ENTRIES -
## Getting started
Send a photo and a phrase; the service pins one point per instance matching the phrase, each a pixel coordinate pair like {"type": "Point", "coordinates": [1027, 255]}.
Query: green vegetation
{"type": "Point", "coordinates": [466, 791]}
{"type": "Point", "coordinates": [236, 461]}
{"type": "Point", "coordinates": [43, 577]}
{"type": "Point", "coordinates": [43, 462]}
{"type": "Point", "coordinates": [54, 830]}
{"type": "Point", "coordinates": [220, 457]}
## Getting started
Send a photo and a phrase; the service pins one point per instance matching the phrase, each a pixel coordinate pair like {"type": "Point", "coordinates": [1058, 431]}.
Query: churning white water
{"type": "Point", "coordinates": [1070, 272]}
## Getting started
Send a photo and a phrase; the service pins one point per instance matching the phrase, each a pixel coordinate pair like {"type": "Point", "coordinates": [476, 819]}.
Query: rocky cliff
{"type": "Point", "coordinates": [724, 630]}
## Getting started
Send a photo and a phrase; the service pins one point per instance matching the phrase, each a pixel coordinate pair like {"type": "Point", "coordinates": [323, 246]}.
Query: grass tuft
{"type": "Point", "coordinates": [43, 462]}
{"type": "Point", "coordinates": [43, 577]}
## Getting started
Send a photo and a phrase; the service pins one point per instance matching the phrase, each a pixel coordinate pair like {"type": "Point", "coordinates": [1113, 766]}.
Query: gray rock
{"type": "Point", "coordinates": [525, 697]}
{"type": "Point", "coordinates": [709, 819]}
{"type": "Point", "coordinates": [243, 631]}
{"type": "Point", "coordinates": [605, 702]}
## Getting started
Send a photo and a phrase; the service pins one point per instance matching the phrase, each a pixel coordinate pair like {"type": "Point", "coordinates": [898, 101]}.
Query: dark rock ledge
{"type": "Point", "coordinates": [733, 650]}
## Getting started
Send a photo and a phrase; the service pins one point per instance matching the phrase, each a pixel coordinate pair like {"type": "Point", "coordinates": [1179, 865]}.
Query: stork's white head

REQUEST - Pick out and copy every line of the records above that contains the string "matching". Treat uppercase and lowercase as different.

RESPONSE TO THE EXERCISE -
Send a photo and a phrase; the service pins one point per instance matching the phrase, each a pixel coordinate pair like {"type": "Point", "coordinates": [1027, 255]}.
Send a photo and a phrase; the service pins one point per instance matching the phrase, each a pixel coordinate pair like {"type": "Point", "coordinates": [1058, 431]}.
Send a photo and a phrase; the service pins one point per instance matching the phrase, each a pixel coordinate pair like {"type": "Point", "coordinates": [476, 819]}.
Send a photo and a phrase; the service pins one point per instance matching the phrase, each a pixel coordinate pair like {"type": "Point", "coordinates": [323, 246]}.
Send a photo and a phrase; the service pins one point per instance matching the phrase, each a pixel coordinate pair like {"type": "Point", "coordinates": [1113, 766]}.
Send a photo and a phrase; the service pins one point per instance matching the phrase, each a pixel coordinate pair like {"type": "Point", "coordinates": [898, 101]}.
Send a photo and a phrase; the service pins one point per instance matching the phrase, each a pixel coordinate pair like {"type": "Point", "coordinates": [1179, 865]}.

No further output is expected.